Your goal: Return the lines in the listing below word for word, beginning with the line that contains "Reviewer note. Check that every instance of the lip" and continuing through the line that contains "<point>731,59</point>", with both of those lines included.

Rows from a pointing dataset
»»

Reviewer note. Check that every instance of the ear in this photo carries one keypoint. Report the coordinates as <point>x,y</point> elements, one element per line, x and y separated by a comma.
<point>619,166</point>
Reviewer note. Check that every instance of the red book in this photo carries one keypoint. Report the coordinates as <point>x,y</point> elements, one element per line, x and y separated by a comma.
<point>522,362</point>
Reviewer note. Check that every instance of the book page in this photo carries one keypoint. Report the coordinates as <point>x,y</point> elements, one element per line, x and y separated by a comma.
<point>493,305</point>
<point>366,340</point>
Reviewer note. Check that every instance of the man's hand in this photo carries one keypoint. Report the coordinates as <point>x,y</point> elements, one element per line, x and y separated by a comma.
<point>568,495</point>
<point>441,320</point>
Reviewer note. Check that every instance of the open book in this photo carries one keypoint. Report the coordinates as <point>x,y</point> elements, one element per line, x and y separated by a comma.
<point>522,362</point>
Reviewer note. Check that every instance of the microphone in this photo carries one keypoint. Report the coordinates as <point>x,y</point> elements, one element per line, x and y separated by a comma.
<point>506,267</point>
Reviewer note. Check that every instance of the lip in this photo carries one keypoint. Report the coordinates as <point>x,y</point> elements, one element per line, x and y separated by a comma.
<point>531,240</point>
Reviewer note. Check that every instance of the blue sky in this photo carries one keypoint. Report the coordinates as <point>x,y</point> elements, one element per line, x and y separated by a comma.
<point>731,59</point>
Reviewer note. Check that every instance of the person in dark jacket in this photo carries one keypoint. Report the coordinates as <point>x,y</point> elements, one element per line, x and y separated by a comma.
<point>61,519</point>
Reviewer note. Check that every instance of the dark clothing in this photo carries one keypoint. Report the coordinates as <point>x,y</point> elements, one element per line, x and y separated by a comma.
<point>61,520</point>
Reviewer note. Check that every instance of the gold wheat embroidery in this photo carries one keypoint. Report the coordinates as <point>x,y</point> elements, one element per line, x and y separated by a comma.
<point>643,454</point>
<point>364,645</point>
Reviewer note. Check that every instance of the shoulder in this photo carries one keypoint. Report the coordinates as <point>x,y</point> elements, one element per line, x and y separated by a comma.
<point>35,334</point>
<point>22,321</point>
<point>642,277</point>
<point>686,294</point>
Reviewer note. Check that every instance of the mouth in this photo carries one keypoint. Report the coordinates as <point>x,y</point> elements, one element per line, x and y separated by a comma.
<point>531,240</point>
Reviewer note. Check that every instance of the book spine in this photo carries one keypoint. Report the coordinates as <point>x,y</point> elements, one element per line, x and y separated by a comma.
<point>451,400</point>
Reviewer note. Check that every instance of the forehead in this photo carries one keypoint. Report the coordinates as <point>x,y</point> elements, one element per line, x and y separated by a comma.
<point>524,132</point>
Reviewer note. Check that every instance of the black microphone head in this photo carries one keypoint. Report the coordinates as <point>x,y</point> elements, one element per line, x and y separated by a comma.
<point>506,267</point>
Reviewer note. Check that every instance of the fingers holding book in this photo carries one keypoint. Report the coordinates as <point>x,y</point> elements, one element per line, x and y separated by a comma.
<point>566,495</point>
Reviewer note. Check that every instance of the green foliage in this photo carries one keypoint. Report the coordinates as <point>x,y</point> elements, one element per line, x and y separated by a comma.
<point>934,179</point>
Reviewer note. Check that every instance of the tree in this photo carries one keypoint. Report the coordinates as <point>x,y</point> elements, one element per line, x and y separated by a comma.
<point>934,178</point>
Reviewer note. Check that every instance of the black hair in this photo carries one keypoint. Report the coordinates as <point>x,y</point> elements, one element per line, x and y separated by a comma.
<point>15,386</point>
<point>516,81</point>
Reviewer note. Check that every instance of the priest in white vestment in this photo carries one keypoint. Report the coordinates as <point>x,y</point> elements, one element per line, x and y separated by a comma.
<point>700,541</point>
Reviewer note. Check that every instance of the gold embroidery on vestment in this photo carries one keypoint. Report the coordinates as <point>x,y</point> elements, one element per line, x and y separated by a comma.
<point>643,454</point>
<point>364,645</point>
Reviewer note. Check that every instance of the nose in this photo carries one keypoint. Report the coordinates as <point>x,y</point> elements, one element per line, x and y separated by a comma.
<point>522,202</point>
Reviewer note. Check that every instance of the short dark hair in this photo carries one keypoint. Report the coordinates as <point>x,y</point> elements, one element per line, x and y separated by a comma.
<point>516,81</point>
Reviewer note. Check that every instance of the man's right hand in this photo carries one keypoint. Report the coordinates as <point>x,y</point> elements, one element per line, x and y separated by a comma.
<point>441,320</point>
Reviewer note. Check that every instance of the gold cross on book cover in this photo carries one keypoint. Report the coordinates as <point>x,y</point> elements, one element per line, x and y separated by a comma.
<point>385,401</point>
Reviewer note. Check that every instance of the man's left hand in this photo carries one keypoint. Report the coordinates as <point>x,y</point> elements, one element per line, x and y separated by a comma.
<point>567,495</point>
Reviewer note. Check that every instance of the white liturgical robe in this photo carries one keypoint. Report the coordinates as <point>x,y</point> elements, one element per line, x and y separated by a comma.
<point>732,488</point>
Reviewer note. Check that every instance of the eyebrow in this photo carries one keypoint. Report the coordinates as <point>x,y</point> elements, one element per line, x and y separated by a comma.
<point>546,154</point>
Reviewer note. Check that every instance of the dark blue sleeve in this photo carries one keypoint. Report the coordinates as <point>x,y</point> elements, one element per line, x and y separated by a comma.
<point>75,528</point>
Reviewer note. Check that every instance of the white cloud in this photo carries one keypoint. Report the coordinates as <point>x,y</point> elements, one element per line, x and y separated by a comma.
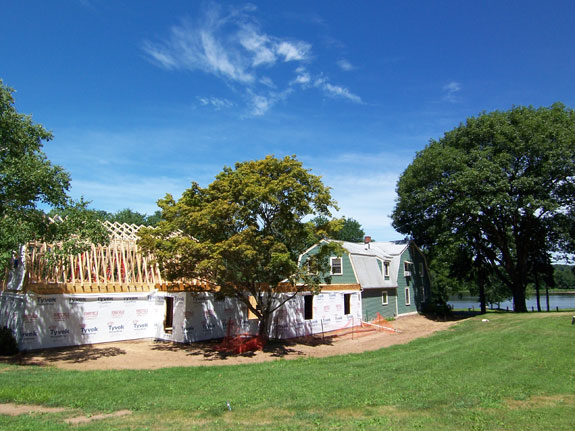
<point>345,65</point>
<point>215,102</point>
<point>302,79</point>
<point>450,91</point>
<point>229,44</point>
<point>336,90</point>
<point>293,51</point>
<point>268,82</point>
<point>260,104</point>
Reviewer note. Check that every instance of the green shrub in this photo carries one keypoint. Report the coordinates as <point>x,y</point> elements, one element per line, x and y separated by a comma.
<point>8,344</point>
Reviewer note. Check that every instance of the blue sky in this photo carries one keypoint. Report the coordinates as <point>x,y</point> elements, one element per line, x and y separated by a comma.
<point>144,97</point>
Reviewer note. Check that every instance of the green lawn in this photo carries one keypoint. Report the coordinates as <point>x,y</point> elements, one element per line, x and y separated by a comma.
<point>516,372</point>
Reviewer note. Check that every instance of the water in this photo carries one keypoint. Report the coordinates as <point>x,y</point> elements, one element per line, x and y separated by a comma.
<point>562,300</point>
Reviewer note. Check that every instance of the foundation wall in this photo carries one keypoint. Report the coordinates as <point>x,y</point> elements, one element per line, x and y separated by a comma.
<point>47,321</point>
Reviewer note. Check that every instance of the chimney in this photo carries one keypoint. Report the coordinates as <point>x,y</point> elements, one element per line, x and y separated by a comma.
<point>367,240</point>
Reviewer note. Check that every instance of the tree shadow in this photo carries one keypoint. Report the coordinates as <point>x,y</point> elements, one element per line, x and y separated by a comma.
<point>74,354</point>
<point>212,349</point>
<point>453,316</point>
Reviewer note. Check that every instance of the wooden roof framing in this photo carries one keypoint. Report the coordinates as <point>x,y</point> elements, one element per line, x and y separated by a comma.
<point>119,266</point>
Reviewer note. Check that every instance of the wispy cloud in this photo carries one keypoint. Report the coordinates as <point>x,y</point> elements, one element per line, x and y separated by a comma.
<point>450,91</point>
<point>345,65</point>
<point>229,43</point>
<point>215,102</point>
<point>336,90</point>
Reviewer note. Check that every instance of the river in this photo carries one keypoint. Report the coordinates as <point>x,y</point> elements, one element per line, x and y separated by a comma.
<point>561,300</point>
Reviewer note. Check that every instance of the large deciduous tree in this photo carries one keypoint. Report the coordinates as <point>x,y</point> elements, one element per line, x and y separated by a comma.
<point>243,234</point>
<point>28,179</point>
<point>502,187</point>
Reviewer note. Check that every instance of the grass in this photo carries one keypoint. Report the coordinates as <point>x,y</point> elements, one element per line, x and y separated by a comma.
<point>514,372</point>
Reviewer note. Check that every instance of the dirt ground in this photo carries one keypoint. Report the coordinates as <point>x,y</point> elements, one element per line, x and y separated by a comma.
<point>150,354</point>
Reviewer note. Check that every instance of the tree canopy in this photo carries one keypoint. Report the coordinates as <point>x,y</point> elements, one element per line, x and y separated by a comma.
<point>129,216</point>
<point>28,182</point>
<point>343,229</point>
<point>243,233</point>
<point>496,195</point>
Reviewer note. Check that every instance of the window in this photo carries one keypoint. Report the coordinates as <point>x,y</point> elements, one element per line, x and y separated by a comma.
<point>169,317</point>
<point>384,298</point>
<point>407,298</point>
<point>347,303</point>
<point>308,307</point>
<point>336,266</point>
<point>386,269</point>
<point>253,303</point>
<point>407,269</point>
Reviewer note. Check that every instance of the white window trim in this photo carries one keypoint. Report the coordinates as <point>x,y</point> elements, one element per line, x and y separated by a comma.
<point>385,269</point>
<point>385,295</point>
<point>331,265</point>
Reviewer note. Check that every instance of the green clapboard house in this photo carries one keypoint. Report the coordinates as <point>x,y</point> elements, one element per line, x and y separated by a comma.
<point>393,276</point>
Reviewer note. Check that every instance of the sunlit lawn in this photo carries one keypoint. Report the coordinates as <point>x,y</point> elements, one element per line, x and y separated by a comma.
<point>514,372</point>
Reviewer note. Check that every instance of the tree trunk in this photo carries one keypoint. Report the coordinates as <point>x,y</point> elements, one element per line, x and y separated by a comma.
<point>537,293</point>
<point>264,323</point>
<point>519,305</point>
<point>481,282</point>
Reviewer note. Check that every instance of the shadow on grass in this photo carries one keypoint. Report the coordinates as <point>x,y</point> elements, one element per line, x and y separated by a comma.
<point>75,354</point>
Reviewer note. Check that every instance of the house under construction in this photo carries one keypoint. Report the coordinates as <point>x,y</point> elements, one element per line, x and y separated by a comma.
<point>115,292</point>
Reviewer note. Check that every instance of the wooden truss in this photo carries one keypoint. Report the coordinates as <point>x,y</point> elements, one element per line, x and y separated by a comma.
<point>119,266</point>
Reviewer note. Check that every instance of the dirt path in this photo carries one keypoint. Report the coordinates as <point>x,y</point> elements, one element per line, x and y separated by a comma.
<point>149,354</point>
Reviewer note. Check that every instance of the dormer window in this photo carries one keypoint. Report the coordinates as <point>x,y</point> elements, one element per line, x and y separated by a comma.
<point>386,264</point>
<point>407,269</point>
<point>336,266</point>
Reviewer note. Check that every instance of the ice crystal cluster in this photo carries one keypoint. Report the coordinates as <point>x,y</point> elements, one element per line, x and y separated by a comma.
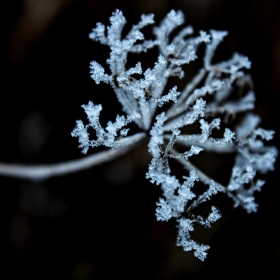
<point>164,115</point>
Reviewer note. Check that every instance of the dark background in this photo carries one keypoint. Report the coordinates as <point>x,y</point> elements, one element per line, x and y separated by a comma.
<point>100,223</point>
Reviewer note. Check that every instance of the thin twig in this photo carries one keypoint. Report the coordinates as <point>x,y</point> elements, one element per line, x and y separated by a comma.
<point>45,171</point>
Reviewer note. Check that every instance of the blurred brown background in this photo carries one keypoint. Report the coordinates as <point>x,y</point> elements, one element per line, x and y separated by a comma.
<point>100,223</point>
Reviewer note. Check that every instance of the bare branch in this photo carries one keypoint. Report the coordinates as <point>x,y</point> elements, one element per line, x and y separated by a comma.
<point>46,171</point>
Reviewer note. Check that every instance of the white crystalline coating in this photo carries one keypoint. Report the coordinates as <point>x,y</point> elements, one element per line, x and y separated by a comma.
<point>206,103</point>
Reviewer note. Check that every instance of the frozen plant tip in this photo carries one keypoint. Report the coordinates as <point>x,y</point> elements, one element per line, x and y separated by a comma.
<point>142,98</point>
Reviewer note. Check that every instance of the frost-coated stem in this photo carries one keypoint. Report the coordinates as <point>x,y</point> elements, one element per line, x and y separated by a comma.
<point>46,171</point>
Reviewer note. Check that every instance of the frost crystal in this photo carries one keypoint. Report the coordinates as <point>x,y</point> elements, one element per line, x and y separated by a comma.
<point>142,96</point>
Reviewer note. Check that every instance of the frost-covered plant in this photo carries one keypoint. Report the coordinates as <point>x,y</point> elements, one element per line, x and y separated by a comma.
<point>141,94</point>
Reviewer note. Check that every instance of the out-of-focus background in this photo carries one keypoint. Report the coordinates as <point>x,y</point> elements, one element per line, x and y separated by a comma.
<point>100,223</point>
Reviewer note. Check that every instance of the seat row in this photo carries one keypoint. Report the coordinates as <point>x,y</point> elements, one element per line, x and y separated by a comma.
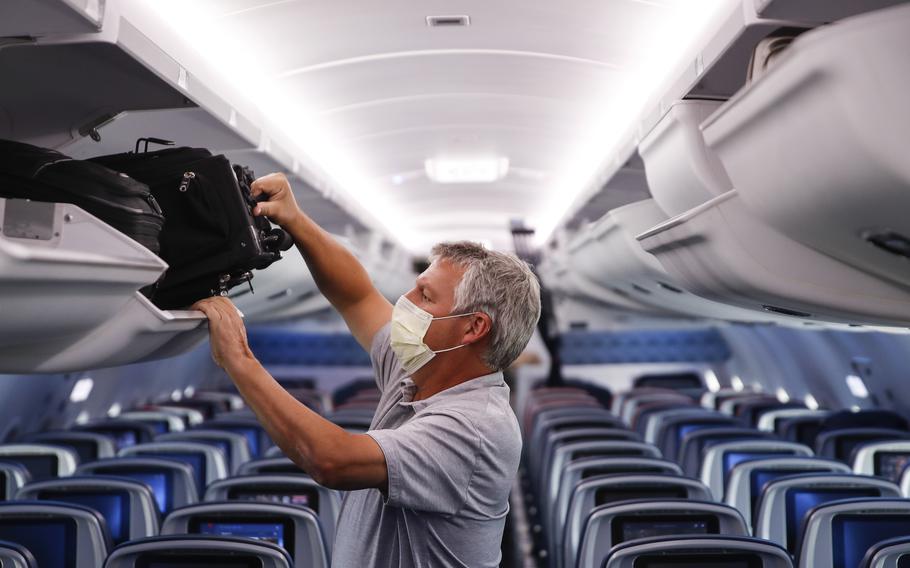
<point>598,479</point>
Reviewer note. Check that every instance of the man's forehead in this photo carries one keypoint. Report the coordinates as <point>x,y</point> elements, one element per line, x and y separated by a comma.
<point>441,273</point>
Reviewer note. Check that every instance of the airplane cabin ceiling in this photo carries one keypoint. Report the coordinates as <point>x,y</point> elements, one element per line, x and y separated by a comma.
<point>370,91</point>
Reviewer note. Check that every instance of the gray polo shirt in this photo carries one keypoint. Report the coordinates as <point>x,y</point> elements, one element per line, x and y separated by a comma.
<point>452,459</point>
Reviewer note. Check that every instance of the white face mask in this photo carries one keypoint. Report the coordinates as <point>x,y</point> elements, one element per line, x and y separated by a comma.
<point>409,326</point>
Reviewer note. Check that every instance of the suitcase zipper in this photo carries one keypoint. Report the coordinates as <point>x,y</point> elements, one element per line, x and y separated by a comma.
<point>187,178</point>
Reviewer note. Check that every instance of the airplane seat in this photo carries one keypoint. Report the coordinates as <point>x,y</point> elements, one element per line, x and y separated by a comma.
<point>14,555</point>
<point>721,458</point>
<point>285,489</point>
<point>282,465</point>
<point>127,506</point>
<point>59,535</point>
<point>172,483</point>
<point>622,398</point>
<point>653,425</point>
<point>208,462</point>
<point>636,412</point>
<point>674,430</point>
<point>12,477</point>
<point>883,459</point>
<point>689,383</point>
<point>566,453</point>
<point>785,501</point>
<point>744,486</point>
<point>698,551</point>
<point>541,453</point>
<point>256,436</point>
<point>295,529</point>
<point>235,447</point>
<point>615,523</point>
<point>554,512</point>
<point>751,411</point>
<point>124,432</point>
<point>695,444</point>
<point>839,533</point>
<point>89,446</point>
<point>894,552</point>
<point>161,420</point>
<point>839,444</point>
<point>621,487</point>
<point>193,550</point>
<point>771,420</point>
<point>43,461</point>
<point>803,428</point>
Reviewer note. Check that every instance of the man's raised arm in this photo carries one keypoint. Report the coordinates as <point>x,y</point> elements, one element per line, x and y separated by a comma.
<point>340,276</point>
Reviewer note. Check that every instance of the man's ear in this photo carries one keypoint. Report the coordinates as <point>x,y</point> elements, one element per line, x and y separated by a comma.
<point>481,325</point>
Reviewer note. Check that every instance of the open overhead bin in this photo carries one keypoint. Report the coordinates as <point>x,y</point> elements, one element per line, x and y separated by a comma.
<point>613,257</point>
<point>69,294</point>
<point>817,147</point>
<point>720,250</point>
<point>682,172</point>
<point>44,17</point>
<point>63,87</point>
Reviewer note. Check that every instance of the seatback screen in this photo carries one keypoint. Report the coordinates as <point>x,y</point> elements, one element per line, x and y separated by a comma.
<point>801,501</point>
<point>633,526</point>
<point>699,561</point>
<point>159,481</point>
<point>276,530</point>
<point>51,541</point>
<point>195,561</point>
<point>114,506</point>
<point>627,493</point>
<point>193,459</point>
<point>853,535</point>
<point>732,459</point>
<point>286,495</point>
<point>41,466</point>
<point>891,465</point>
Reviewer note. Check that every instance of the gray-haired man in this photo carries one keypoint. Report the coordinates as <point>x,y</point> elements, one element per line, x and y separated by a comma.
<point>435,469</point>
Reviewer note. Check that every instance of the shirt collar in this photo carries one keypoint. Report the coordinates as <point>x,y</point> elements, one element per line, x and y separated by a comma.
<point>409,389</point>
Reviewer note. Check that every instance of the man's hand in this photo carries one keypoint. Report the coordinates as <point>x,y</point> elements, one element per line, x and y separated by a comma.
<point>281,206</point>
<point>230,349</point>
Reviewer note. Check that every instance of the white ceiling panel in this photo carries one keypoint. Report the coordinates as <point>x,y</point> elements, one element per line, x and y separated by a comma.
<point>368,92</point>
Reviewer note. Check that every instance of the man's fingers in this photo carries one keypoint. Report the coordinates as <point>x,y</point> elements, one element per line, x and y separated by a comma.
<point>269,185</point>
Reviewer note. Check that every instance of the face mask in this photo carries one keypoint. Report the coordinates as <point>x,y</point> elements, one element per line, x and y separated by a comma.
<point>409,326</point>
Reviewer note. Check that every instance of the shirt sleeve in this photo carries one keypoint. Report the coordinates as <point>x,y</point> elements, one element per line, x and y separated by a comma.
<point>385,364</point>
<point>430,460</point>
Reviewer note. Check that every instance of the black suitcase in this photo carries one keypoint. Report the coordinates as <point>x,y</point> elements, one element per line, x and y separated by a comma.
<point>210,240</point>
<point>40,174</point>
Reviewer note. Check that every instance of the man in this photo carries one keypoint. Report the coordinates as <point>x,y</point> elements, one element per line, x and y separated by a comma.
<point>435,470</point>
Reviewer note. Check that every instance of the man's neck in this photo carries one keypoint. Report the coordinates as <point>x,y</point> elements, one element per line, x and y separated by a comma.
<point>435,379</point>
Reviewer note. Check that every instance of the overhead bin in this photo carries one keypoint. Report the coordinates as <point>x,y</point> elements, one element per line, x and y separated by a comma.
<point>69,294</point>
<point>43,17</point>
<point>723,252</point>
<point>818,147</point>
<point>68,85</point>
<point>612,256</point>
<point>682,173</point>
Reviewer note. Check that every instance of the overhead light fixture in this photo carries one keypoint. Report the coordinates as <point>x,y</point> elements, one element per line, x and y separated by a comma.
<point>81,389</point>
<point>857,386</point>
<point>480,170</point>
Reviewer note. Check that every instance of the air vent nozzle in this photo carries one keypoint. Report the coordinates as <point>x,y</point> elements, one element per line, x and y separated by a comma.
<point>448,21</point>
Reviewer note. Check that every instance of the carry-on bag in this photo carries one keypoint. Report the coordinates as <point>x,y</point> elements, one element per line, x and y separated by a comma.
<point>42,174</point>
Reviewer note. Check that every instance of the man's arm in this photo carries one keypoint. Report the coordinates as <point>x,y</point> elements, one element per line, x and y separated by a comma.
<point>340,276</point>
<point>335,458</point>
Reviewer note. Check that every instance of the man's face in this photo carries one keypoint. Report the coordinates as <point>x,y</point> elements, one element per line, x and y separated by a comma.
<point>434,292</point>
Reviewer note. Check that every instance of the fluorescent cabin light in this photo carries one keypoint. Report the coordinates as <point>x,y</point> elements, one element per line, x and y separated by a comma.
<point>466,171</point>
<point>811,403</point>
<point>857,386</point>
<point>82,389</point>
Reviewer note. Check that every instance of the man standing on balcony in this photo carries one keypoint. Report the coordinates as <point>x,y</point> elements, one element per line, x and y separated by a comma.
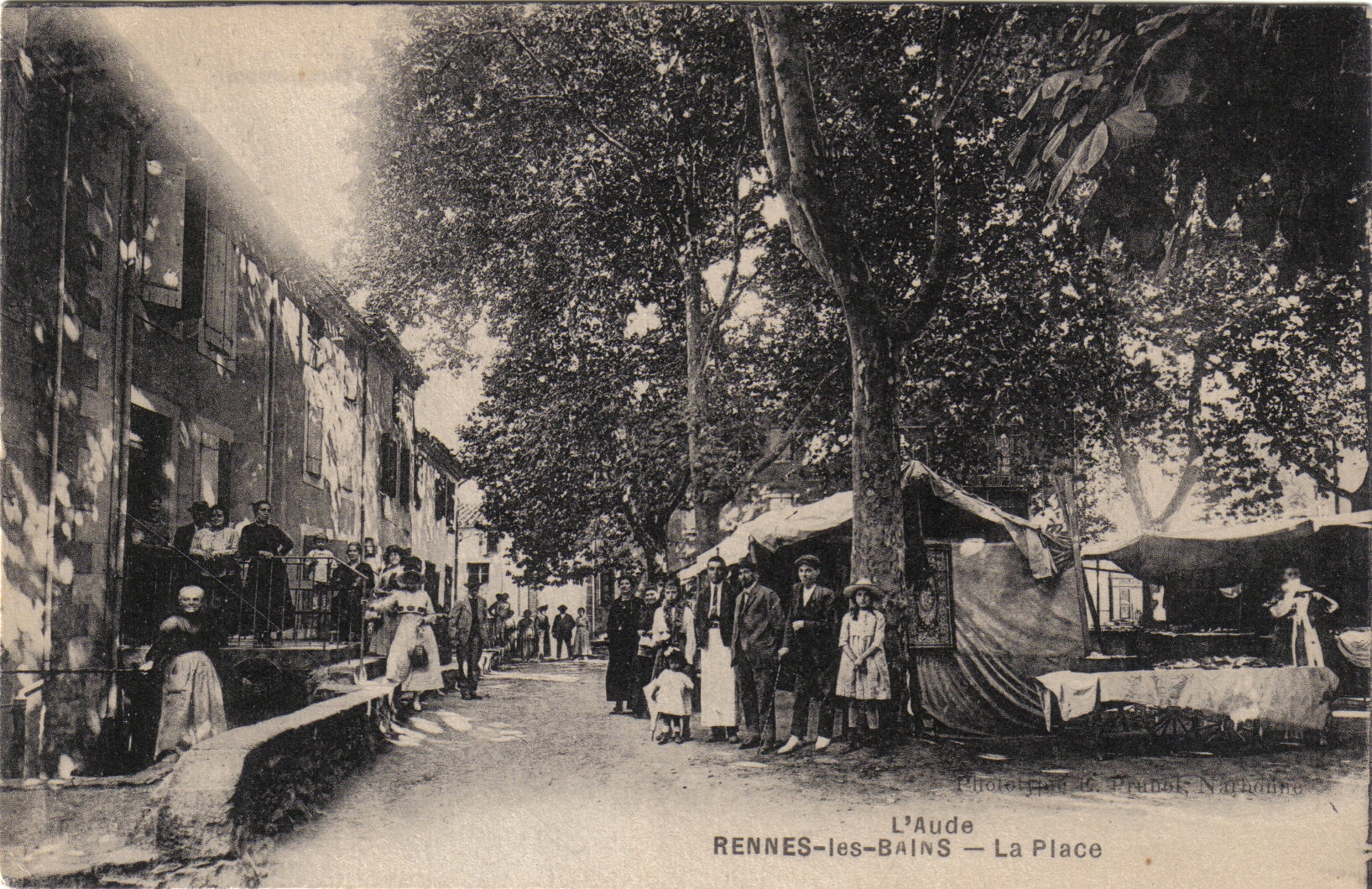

««

Result of the task:
Reviewer note. Check that every instance of the lip in this photo carries one keypoint. Report the coordinates as <point>x,y</point> elements, one element per line, x and y separated by a comma.
<point>531,240</point>
Reviewer note. Check that every instance of the blue sky in this photo carries one keypoint. Report the coordinates as <point>x,y</point> elements, one element per line, x and y separated by a comma.
<point>731,59</point>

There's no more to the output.